EXERCICES:
A - Dans le texte sur la barge du quai Ballou, indiquez ce que la Nahouda transporte uniquement depuis plusieurs heures.
B - Recopiez mot pour mot le passage du texte sur la barge du quai Ballou qui va de « Une heure après, elle » jusqu'à « confie Nasra Boina. ».

Une heure après, elle revient au quai Ballou. Mais la barge ne prend personne à son bord. Les passagers, qui ont attendu sous un soleil de plomb, voient monter leur colère. L’absence d’informations claires alimente les interrogations et les reproches. L’atmosphère devient rapidement électrique. Un homme décide alors d’agir : il tente de forcer l’accès à la barge. Devant l’attroupement, il s’attaque à une chaîne en fer qui bloque l’accès l’embarquement. Les agents de la sécurité interviennent immédiatement pour l’en empêcher. La tension éclate : cris, reproches et insultes fusent en direction des agents de la DTM. Parmi les passagers, l’énervement se verbalise : “ Je trouve cela dégoûtant et aberrant. On nous dit d’attendre la prochaine mais elle vient de partir, et nous n’avons eu aucune explication”, confie Nasra Boina.
La matinée avance, mais la situation reste bloquée. Quelques passagers, excédés, tentent de forcer l’embarquement. Des interventions musclées des gendarmes viennent disperser les attroupements. Sur le quai, la tension est palpable : fatigue, chaleur et incertitude pèsent lourdement sur les corps et les esprits. La frustration collective se lit sur les visages. Certains parlent d’une injustice : “Ce n’est pas juste, ils nous pénalisent alors que nous n’avons rien avoir dans cette histoire. Et puis moi je pense que c’est mieux que ça soit privatiser ça nous évitera de revivre ce genre de situation et l’île avancera”, partage Ali Vélou qui attend de pouvoir rejoindre son rendez-vous médical. Depuis plusieurs heures, la Nahouda fait la navette, transportant uniquement des véhicules prioritaires. Les passagers restés sur le quai, exposés au soleil, se sont regroupés pour faire part de leur mécontentement aux forces de l’ordre appelées sur les lieux en cas de débordements. Certains menacent d’aller jusqu’à forcer l’embarquement lors du prochain passage.

LIGNES EXTRAITES:

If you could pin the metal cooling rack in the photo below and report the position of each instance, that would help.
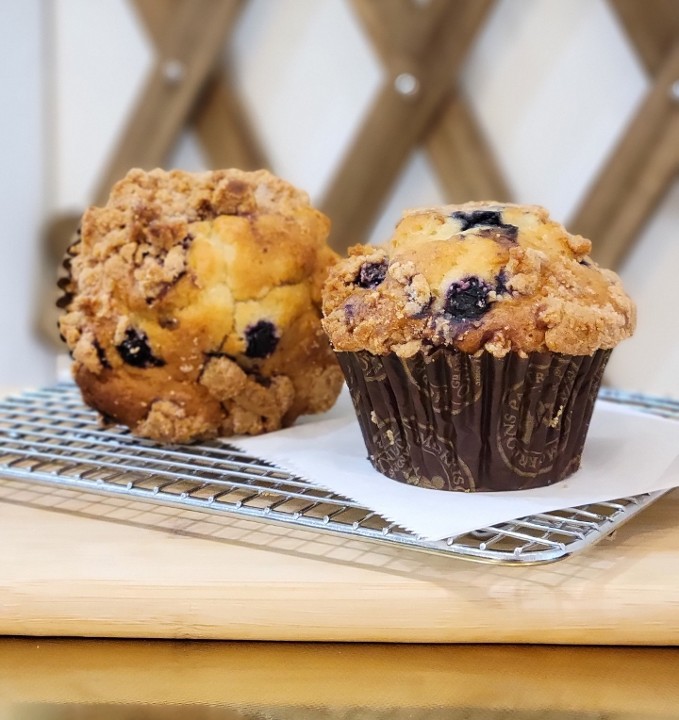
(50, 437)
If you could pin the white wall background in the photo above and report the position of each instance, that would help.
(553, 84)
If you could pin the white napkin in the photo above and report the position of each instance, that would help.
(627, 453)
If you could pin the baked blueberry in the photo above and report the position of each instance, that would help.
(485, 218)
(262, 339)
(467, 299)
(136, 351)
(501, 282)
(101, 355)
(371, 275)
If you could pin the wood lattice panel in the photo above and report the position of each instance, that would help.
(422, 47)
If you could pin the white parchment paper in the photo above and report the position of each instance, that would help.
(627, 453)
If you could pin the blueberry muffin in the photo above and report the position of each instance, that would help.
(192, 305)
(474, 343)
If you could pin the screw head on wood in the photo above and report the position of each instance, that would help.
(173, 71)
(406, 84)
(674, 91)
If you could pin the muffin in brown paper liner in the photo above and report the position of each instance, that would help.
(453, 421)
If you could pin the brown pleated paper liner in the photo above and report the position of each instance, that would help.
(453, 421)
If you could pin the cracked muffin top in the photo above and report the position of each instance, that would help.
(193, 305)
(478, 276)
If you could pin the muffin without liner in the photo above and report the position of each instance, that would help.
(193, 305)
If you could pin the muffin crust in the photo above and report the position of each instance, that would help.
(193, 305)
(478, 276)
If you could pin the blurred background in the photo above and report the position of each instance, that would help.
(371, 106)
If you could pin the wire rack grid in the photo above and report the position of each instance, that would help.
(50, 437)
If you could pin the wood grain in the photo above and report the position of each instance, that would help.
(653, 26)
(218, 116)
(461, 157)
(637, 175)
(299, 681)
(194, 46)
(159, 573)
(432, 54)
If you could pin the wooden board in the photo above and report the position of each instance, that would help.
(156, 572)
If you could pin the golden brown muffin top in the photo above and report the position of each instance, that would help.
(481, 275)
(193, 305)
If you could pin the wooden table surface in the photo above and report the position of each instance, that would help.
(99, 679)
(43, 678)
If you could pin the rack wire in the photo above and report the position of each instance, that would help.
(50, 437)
...
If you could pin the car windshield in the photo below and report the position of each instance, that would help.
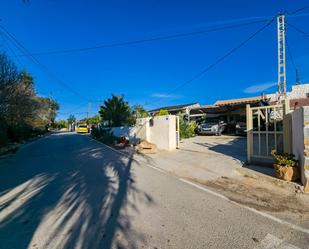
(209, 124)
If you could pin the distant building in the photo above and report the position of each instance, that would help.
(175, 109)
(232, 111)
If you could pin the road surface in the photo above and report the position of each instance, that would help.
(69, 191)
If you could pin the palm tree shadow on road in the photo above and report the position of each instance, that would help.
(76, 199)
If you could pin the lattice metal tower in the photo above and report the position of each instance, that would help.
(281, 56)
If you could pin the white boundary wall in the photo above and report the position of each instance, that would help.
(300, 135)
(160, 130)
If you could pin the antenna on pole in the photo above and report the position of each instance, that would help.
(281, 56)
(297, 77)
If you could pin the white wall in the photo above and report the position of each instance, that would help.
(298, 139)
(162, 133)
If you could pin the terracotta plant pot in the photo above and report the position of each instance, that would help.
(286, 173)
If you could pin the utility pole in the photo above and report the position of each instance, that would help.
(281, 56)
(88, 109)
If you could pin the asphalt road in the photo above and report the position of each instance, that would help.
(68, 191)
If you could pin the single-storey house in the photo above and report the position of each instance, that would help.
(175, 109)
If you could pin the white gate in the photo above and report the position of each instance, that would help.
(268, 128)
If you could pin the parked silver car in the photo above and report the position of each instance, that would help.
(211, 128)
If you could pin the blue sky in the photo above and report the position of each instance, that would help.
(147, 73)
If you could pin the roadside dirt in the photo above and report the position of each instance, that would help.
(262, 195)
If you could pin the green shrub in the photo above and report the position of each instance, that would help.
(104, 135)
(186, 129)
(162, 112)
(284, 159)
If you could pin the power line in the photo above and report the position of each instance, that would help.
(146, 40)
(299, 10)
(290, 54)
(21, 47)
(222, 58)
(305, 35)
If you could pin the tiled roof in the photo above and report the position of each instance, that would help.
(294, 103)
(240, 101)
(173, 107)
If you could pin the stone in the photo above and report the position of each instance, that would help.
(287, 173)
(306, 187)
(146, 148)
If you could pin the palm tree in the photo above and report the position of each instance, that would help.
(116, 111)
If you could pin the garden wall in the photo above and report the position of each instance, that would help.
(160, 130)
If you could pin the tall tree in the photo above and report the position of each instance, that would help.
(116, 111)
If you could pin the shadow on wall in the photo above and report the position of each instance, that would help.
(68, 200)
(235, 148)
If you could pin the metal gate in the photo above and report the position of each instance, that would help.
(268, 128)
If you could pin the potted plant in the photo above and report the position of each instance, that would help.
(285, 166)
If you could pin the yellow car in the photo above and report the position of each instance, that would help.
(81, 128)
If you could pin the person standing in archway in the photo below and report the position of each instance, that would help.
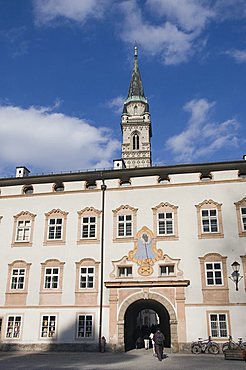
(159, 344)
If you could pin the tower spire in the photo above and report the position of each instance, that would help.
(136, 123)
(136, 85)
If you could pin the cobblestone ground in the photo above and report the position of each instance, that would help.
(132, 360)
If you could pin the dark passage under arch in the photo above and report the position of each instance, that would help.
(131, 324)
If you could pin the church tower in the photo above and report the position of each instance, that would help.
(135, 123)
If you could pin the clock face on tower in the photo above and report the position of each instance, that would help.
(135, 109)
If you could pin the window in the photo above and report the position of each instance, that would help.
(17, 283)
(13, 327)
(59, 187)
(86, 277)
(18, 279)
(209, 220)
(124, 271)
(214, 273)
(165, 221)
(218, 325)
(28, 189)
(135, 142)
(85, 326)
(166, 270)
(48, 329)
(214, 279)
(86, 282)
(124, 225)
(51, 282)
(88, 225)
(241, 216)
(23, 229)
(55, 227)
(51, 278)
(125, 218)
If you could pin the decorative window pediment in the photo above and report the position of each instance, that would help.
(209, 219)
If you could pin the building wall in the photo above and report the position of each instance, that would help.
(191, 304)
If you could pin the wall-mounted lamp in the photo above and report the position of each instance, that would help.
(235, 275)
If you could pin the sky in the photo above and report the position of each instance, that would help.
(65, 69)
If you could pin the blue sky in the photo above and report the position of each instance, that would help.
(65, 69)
--
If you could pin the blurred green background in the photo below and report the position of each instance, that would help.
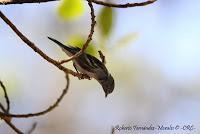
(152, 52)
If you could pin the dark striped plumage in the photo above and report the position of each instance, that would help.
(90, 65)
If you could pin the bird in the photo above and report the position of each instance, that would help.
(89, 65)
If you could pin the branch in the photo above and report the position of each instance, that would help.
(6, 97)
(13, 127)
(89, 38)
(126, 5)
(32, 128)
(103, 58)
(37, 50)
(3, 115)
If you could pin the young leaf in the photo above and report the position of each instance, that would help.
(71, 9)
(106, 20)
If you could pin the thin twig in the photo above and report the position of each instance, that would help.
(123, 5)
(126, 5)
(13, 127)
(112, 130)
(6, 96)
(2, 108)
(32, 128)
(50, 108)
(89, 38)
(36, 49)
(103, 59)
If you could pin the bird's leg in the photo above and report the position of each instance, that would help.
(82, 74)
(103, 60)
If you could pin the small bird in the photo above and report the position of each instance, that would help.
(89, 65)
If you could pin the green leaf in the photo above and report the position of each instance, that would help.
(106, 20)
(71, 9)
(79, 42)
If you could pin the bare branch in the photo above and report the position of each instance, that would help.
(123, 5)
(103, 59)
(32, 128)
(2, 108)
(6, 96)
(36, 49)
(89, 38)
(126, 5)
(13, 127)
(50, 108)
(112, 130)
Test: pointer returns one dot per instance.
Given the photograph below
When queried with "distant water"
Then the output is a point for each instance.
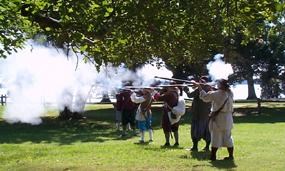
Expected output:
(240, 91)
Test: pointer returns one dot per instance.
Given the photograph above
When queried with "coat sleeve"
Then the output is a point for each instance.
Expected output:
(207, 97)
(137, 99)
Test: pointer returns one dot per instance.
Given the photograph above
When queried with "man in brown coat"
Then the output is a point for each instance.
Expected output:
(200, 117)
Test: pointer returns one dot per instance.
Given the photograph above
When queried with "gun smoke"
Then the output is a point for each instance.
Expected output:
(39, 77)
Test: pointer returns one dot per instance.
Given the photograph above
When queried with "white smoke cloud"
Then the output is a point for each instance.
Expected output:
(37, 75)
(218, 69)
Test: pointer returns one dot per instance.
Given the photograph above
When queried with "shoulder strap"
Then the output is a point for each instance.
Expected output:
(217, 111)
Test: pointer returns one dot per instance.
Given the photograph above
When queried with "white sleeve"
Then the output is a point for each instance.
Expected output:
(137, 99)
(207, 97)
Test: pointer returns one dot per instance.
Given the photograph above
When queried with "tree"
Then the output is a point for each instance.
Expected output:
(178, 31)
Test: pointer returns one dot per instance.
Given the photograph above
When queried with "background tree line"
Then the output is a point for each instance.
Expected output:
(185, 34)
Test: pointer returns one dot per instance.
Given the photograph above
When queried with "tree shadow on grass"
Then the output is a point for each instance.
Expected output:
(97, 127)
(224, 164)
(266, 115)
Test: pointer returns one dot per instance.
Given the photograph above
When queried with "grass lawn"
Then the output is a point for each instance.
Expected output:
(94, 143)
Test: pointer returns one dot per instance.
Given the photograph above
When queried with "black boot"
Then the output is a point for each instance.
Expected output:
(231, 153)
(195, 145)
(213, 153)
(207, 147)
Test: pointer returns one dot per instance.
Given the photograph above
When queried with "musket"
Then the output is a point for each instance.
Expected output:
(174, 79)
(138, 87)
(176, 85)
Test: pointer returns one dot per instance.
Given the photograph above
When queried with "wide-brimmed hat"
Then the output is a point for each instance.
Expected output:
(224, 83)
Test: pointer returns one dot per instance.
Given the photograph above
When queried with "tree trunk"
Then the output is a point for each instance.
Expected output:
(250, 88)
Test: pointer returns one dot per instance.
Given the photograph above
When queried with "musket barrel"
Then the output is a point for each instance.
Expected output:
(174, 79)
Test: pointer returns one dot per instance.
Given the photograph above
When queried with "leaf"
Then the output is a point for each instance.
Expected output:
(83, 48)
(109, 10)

RÉPONSES:
A - Des véhicules prioritaires.

B -
Une heure après, elle revient au quai Ballou. Mais la barge ne prend personne à son bord. Les passagers, qui ont attendu sous un soleil de plomb, voient monter leur colère. L’absence d’informations claires alimente les interrogations et les reproches. L’atmosphère devient rapidement électrique. Un homme décide alors d’agir : il tente de forcer l’accès à la barge. Devant l’attroupement, il s’attaque à une chaîne en fer qui bloque l’accès l’embarquement. Les agents de la sécurité interviennent immédiatement pour l’en empêcher. La tension éclate : cris, reproches et insultes fusent en direction des agents de la DTM. Parmi les passagers, l’énervement se verbalise : “ Je trouve cela dégoûtant et aberrant. On nous dit d’attendre la prochaine mais elle vient de partir, et nous n’avons eu aucune explication”, confie Nasra Boina.